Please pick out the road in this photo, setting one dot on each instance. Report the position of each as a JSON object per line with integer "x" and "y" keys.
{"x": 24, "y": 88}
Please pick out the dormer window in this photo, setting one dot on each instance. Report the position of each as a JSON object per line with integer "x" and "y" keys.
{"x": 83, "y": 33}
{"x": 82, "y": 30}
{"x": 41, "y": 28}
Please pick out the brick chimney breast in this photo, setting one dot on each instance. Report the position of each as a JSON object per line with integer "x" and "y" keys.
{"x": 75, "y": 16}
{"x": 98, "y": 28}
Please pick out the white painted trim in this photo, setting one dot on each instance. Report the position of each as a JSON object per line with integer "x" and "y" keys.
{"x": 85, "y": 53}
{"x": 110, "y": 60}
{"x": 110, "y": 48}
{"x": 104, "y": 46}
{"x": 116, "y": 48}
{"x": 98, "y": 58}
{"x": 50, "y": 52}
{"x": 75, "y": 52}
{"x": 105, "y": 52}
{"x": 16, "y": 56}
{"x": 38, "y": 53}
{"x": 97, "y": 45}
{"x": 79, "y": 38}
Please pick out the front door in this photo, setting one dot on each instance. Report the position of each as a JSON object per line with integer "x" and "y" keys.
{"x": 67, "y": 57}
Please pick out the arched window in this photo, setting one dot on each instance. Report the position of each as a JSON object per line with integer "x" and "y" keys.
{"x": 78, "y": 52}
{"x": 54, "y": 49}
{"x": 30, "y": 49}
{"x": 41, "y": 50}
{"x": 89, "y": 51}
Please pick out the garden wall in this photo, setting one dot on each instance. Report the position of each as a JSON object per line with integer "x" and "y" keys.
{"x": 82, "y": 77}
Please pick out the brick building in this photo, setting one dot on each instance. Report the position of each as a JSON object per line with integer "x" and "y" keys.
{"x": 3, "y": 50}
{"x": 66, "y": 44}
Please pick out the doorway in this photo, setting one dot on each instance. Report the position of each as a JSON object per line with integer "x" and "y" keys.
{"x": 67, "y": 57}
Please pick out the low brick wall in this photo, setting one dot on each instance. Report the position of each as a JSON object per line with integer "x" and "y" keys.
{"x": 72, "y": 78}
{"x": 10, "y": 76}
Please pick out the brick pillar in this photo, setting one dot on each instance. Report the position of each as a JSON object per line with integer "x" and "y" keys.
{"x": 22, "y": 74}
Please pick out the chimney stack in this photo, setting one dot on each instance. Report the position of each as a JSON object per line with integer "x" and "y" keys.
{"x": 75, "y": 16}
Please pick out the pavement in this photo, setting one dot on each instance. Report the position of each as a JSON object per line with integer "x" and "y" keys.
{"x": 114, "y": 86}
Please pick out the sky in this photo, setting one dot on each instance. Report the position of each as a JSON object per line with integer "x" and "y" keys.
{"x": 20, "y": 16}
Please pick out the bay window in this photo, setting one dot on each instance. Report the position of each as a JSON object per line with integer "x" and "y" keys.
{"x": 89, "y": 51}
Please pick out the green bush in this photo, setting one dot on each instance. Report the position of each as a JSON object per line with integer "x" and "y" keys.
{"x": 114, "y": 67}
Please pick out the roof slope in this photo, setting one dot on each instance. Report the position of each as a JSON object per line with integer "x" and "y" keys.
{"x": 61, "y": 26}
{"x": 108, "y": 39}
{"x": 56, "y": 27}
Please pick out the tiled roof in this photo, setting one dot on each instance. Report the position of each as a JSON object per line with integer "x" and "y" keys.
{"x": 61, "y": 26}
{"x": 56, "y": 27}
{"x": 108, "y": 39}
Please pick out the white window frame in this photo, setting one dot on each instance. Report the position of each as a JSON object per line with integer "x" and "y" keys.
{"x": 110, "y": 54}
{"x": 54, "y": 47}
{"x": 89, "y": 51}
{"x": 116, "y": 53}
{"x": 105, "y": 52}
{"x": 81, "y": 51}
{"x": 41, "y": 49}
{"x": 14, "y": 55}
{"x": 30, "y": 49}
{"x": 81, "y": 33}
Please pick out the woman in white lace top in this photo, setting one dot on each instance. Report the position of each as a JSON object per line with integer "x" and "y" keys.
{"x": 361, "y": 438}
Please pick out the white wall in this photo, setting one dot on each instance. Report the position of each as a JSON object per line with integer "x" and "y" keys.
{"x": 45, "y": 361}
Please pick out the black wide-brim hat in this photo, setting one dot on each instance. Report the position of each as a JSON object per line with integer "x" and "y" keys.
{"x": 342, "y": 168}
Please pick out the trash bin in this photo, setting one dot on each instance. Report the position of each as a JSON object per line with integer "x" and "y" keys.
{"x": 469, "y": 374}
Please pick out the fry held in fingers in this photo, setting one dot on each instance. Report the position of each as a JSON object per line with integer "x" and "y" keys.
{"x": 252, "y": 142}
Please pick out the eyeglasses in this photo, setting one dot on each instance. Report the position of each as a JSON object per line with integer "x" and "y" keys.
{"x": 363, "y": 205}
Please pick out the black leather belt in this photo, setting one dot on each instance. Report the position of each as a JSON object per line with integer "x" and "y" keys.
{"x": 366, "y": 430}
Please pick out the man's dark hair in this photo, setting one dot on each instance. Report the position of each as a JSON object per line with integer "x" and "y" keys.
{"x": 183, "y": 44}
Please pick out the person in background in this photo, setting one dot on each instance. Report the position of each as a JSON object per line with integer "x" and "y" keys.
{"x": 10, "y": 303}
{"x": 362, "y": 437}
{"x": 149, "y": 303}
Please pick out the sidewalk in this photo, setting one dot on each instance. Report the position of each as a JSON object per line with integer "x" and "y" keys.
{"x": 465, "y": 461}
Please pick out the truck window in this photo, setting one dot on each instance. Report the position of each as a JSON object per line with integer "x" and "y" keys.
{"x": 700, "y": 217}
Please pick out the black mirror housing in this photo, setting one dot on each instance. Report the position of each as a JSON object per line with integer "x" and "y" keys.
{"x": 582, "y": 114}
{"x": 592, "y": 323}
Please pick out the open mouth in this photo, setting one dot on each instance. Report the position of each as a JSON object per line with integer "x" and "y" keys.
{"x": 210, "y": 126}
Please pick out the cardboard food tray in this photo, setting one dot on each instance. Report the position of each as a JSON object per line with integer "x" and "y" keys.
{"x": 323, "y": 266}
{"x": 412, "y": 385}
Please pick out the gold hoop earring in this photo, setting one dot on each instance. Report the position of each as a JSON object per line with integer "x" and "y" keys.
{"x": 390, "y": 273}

───

◆ WHAT NEEDS TO BE DONE: Reproduce all of the lines above, substituting "marker" for every occurrence of "dot" and leaving everything else unaltered.

◆ THE COMPLETED TASK:
Please pick out the road in this photo, setting one marker on each instance. Report the position of each as a JSON object per line with integer "x" and "y" keys.
{"x": 24, "y": 88}
Please pick out the dormer window in this photo, setting one marker on each instance. Report the position of each as a JSON object per line with integer "x" and "y" keys.
{"x": 83, "y": 33}
{"x": 82, "y": 30}
{"x": 41, "y": 28}
Please pick out the brick chimney breast in this photo, setting one marker on each instance. Report the position of each as a JSON object per line with integer "x" and "y" keys.
{"x": 75, "y": 16}
{"x": 98, "y": 28}
Please pick out the white painted trim in this photo, setting one marker on each instance. Report the position of each as a JSON object per line with integer "x" and "y" keys.
{"x": 85, "y": 53}
{"x": 110, "y": 60}
{"x": 110, "y": 48}
{"x": 104, "y": 46}
{"x": 116, "y": 48}
{"x": 98, "y": 58}
{"x": 50, "y": 52}
{"x": 75, "y": 52}
{"x": 105, "y": 52}
{"x": 16, "y": 56}
{"x": 38, "y": 53}
{"x": 97, "y": 45}
{"x": 79, "y": 38}
Please pick out the front door in this photo, setting one marker on each instance. Report the position of each as a JSON object per line with integer "x" and "y" keys.
{"x": 67, "y": 57}
Please pick out the arched window in this photo, setting one marker on each instance. Report the position of each as a JSON object per line with integer "x" and "y" keys.
{"x": 78, "y": 52}
{"x": 54, "y": 49}
{"x": 30, "y": 49}
{"x": 41, "y": 50}
{"x": 89, "y": 51}
Please pick out the garden wall in this photo, setting one marker on each instance. Report the position of each as a JSON object per line with integer "x" and "y" keys.
{"x": 82, "y": 77}
Please pick out the brick building in this photo, setting one marker on each instance. Report the position of each as a JSON object per line with integer "x" and "y" keys.
{"x": 3, "y": 50}
{"x": 66, "y": 44}
Please pick out the doorway in this photo, setting one marker on each instance. Report the position of each as a JSON object per line with integer "x" and "y" keys.
{"x": 67, "y": 57}
Please pick out the low brick wall in this photo, setting one marker on each instance. Report the position of each as a JSON object per line with integer "x" and "y" keys.
{"x": 72, "y": 78}
{"x": 10, "y": 76}
Please pick out the brick pillar in this photo, setting one marker on each instance. Report the position of each as a JSON object per line with integer "x" and "y" keys.
{"x": 22, "y": 74}
Please pick out the chimney stack in this photo, setting one marker on each instance. Report the position of each as a JSON object per line with integer "x" and "y" keys.
{"x": 75, "y": 16}
Please pick out the pavement in this photo, setting one marker on each instance. Report the position of each as a JSON object per line with integer "x" and "y" keys.
{"x": 114, "y": 86}
Please pick out the sky in this photo, setting one marker on each instance. Report the position of each as a JSON object per line with integer "x" and "y" keys.
{"x": 20, "y": 16}
Please pick out the bay window in this photo, setting one marker on each instance. Report the position of each as a JSON object per line with integer "x" and "y" keys.
{"x": 89, "y": 51}
Please pick out the green bush in this photo, setting one marker on each instance. Report the position of each as a JSON object per line with integer "x" and "y" keys.
{"x": 114, "y": 67}
Please pick out the roof slope in this photo, setting one marker on each instance. Report the position of each as a JSON object per line with integer "x" and "y" keys.
{"x": 61, "y": 26}
{"x": 108, "y": 39}
{"x": 56, "y": 27}
Please pick out the tiled roof in this photo, setting one marker on each instance. Report the position of each as a JSON object per line with integer "x" and "y" keys.
{"x": 61, "y": 26}
{"x": 56, "y": 27}
{"x": 108, "y": 39}
Please pick out the white window frame in this photo, setting one marker on each instance. Report the position of each as a JSON object per line with integer "x" and "y" keys.
{"x": 110, "y": 54}
{"x": 54, "y": 47}
{"x": 89, "y": 51}
{"x": 116, "y": 53}
{"x": 105, "y": 52}
{"x": 81, "y": 51}
{"x": 41, "y": 49}
{"x": 14, "y": 55}
{"x": 30, "y": 49}
{"x": 81, "y": 33}
Please pick out the woman in white lace top in this photo, setting one marker on each instance. Report the position of each as a JSON object per line with integer "x" and "y" keys.
{"x": 361, "y": 438}
Please pick out the white wall in this photo, setting one marker on each instance. Report the position of each as a JSON object per line with integer "x" and "y" keys.
{"x": 45, "y": 361}
Please pick out the black wide-brim hat in this photo, setting one marker on each instance. Report the position of each as a JSON object per line with integer "x" and "y" keys.
{"x": 342, "y": 168}
Please pick out the trash bin in this photo, setting one marker on each instance. Report the position of each as a JSON object per line with integer "x" and "y" keys.
{"x": 469, "y": 374}
Please pick out the fry held in fingers in this photo, setting one marker on each instance. Report the position of each as a JSON object per line with integer "x" and "y" keys.
{"x": 252, "y": 142}
Please pick out the eyeglasses in this photo, setting one marker on each instance. Report the position of each as a JSON object per line with integer "x" and "y" keys.
{"x": 363, "y": 205}
Please pick out the black leather belt in this photo, setting one marker on each instance. Report the position of each as a JSON object per line with integer "x" and "y" keys.
{"x": 366, "y": 430}
Please pick out the man's dark hair in this photo, setting one marker on each instance. Report the position of each as a JSON object per line with integer "x" and "y" keys.
{"x": 183, "y": 44}
Please pick out the person in background in this photo, setting one marker on each instance. Report the position of each as a JSON object per line with integer "x" and "y" keys.
{"x": 10, "y": 303}
{"x": 362, "y": 437}
{"x": 149, "y": 303}
Please pick out the sidewalk in this photo, setting one marker on each instance. Report the position of each as a JSON object per line with integer "x" and "y" keys.
{"x": 465, "y": 461}
Please pick out the truck window in this photo, setting one marker on each instance. Report the position of each as a JSON object per line with integer "x" and "y" keys.
{"x": 700, "y": 217}
Please pick out the black mirror housing in this photo, setting one marker on each instance. Report the position of each as a JSON object per line with integer "x" and "y" keys.
{"x": 582, "y": 114}
{"x": 592, "y": 323}
Please pick out the open mouth in this photo, setting one marker on each instance. Report the position of each as a JSON object per line with integer "x" and "y" keys.
{"x": 210, "y": 126}
Please pick out the cardboard food tray in this photo, setting one marker on each instance. Report the position of each as a JSON object per line with integer "x" and "y" keys.
{"x": 323, "y": 266}
{"x": 412, "y": 385}
Please pick out the gold hoop earring in this photo, setting one marker on each instance. Report the position of each as a JSON object per line with integer "x" and "y" keys.
{"x": 390, "y": 273}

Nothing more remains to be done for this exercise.